(Dataset excerpt)
* * *

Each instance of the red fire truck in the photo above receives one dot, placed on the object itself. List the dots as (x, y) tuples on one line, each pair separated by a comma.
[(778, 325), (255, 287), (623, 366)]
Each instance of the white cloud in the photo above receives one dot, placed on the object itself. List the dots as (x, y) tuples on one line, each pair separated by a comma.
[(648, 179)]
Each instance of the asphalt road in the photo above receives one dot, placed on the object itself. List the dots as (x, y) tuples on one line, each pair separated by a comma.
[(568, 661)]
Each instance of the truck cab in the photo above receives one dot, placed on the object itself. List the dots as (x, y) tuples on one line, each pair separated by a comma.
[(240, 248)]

* * *

Reproduce, word for word, the stretch of the listing from the line containing "Each instance of the asphalt" through the end of the listing.

## Reply
Each instance of the asphalt road in the photo above receives one dot, placed on the object itself. List the dots as (x, y) tuples on one line, each pair separated by a comma.
[(568, 661)]
Each instance of the truck cab in the photo above receives one dot, placed on the object itself. List the dots as (x, y) tuples on one line, each pair separated by a comma.
[(240, 248)]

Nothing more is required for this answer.